##### Data to use #####

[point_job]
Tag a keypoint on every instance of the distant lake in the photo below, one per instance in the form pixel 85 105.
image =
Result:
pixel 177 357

#####
##### Data to use #####

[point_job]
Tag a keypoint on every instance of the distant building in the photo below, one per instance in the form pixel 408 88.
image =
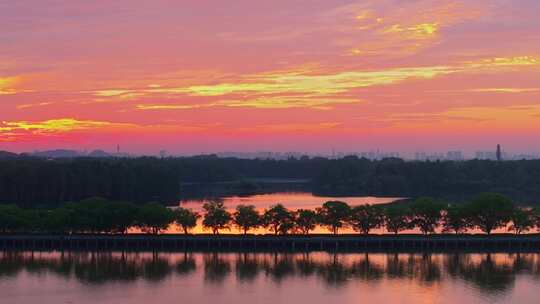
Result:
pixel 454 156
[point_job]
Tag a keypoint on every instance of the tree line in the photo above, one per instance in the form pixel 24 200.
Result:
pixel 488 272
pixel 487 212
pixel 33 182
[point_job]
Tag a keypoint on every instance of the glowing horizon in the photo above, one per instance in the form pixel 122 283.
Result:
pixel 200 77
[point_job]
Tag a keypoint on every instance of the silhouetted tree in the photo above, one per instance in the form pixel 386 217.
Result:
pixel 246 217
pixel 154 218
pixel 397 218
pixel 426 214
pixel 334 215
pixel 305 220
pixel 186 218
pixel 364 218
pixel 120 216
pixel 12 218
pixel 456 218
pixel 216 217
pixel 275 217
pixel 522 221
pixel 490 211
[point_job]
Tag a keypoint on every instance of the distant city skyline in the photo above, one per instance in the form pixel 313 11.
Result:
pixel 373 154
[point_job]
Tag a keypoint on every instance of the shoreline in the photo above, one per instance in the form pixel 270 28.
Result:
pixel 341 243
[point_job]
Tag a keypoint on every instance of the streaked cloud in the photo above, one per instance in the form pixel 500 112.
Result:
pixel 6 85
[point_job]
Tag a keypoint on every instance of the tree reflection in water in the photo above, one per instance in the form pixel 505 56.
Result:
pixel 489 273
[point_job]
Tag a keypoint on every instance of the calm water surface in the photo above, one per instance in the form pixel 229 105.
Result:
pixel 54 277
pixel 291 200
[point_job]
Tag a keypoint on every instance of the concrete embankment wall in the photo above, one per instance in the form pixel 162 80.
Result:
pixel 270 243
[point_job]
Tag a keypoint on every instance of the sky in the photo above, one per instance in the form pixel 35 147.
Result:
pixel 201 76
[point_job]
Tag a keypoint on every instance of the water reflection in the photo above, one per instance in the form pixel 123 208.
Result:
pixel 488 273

#####
##### Data to use #####

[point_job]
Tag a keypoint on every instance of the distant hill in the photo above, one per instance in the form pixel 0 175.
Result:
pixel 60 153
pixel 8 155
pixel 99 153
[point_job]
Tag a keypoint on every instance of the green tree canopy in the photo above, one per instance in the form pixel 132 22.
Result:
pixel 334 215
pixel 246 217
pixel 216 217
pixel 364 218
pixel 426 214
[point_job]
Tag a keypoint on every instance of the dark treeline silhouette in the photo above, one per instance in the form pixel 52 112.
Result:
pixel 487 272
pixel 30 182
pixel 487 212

#####

# Exercise prompt:
Report how many lines in the records above contain the string "below". Case counts, and the answer is the number alone.

# Result:
2